TASK INSTRUCTIONS: Pick out each line below that contains the string "every" and copy those lines.

____________

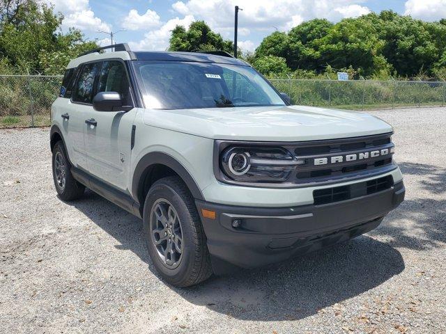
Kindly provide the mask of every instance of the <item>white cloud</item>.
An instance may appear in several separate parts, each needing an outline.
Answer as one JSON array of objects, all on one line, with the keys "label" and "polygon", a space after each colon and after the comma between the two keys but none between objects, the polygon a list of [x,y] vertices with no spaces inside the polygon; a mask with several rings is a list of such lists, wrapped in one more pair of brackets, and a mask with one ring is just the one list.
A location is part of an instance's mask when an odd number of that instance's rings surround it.
[{"label": "white cloud", "polygon": [[334,8],[343,17],[357,17],[370,13],[370,10],[360,5],[348,5]]},{"label": "white cloud", "polygon": [[100,47],[107,47],[107,45],[112,45],[112,40],[110,38],[103,38],[98,41],[98,45]]},{"label": "white cloud", "polygon": [[183,1],[176,2],[172,5],[172,8],[183,15],[187,15],[189,14],[189,8]]},{"label": "white cloud", "polygon": [[89,0],[45,0],[54,5],[56,11],[63,14],[63,26],[74,26],[83,31],[110,31],[112,27],[95,16],[90,8]]},{"label": "white cloud", "polygon": [[169,40],[171,31],[176,26],[189,28],[190,24],[195,21],[193,15],[186,15],[183,19],[176,17],[169,19],[159,29],[152,30],[144,34],[140,42],[130,42],[130,48],[134,50],[165,50],[169,47]]},{"label": "white cloud", "polygon": [[128,30],[142,30],[160,24],[160,15],[155,10],[148,9],[144,14],[140,15],[136,9],[132,9],[124,18],[122,26]]},{"label": "white cloud", "polygon": [[239,26],[251,31],[289,30],[315,17],[339,21],[370,12],[360,6],[363,0],[188,0],[172,5],[178,13],[193,14],[204,19],[211,29],[220,32],[233,25],[234,6],[238,5]]},{"label": "white cloud", "polygon": [[251,40],[239,40],[237,42],[237,46],[243,51],[253,51],[256,49],[256,45]]},{"label": "white cloud", "polygon": [[408,0],[404,7],[404,15],[426,21],[446,17],[446,0]]}]

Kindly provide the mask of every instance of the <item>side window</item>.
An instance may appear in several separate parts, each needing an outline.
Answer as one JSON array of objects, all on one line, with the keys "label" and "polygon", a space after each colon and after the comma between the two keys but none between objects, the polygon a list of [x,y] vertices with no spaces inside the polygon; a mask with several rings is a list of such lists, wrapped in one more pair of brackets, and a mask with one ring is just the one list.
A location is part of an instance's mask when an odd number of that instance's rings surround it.
[{"label": "side window", "polygon": [[124,64],[117,61],[105,61],[99,76],[98,93],[116,92],[126,104],[131,104],[130,87]]},{"label": "side window", "polygon": [[91,103],[94,94],[94,84],[100,63],[84,65],[76,82],[72,100],[75,102]]},{"label": "side window", "polygon": [[61,86],[61,90],[59,95],[61,97],[66,97],[68,99],[71,97],[73,79],[75,78],[75,72],[76,69],[75,67],[69,68],[65,71],[63,79],[62,80],[62,86]]}]

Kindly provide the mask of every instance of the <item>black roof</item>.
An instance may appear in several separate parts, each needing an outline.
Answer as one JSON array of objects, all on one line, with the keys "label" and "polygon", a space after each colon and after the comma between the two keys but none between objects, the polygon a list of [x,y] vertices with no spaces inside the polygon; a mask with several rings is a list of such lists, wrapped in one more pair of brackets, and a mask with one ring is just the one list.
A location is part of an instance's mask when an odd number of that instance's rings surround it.
[{"label": "black roof", "polygon": [[198,52],[144,51],[134,51],[133,54],[138,61],[195,61],[249,66],[247,63],[236,58]]},{"label": "black roof", "polygon": [[130,54],[132,59],[137,61],[195,61],[198,63],[217,63],[220,64],[241,65],[249,66],[247,63],[234,58],[224,51],[199,52],[178,52],[168,51],[132,51],[127,43],[114,44],[88,51],[81,56],[101,52],[112,49],[115,51],[124,51]]}]

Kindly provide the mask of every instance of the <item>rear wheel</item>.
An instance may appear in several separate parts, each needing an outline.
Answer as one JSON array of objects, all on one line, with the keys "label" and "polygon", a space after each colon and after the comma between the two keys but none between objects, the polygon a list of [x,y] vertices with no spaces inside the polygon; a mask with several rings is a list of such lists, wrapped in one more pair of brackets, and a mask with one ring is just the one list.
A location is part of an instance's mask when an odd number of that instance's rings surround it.
[{"label": "rear wheel", "polygon": [[62,141],[54,145],[52,157],[53,180],[56,191],[63,200],[72,200],[82,197],[85,186],[76,181],[71,175]]},{"label": "rear wheel", "polygon": [[203,227],[193,198],[179,177],[162,178],[151,187],[143,224],[153,265],[167,282],[187,287],[210,276]]}]

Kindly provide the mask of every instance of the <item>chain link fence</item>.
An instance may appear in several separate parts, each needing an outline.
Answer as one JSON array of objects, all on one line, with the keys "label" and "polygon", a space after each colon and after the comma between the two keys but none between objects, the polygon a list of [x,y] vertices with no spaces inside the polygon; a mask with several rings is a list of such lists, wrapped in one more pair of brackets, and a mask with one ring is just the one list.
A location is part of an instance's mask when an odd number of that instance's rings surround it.
[{"label": "chain link fence", "polygon": [[444,106],[445,81],[271,79],[293,104],[351,109]]},{"label": "chain link fence", "polygon": [[0,75],[0,127],[49,125],[62,76]]},{"label": "chain link fence", "polygon": [[[0,127],[49,125],[62,76],[0,75]],[[293,104],[362,110],[445,106],[446,82],[271,79]]]}]

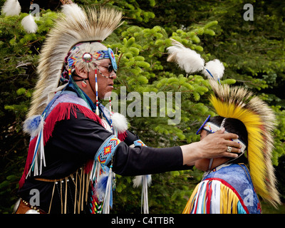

____________

RESULT OF THIS EXERCISE:
Kindly provide the mask of every instance of the <item>white cloud</item>.
Kindly provide the mask of every instance of the <item>side window</item>.
Kindly provide the mask of every instance of the <item>black roof</item>.
Kindly provide the mask of every instance of the <item>rear wheel</item>.
Kindly provide the mask of every instance of the <item>chain link fence</item>.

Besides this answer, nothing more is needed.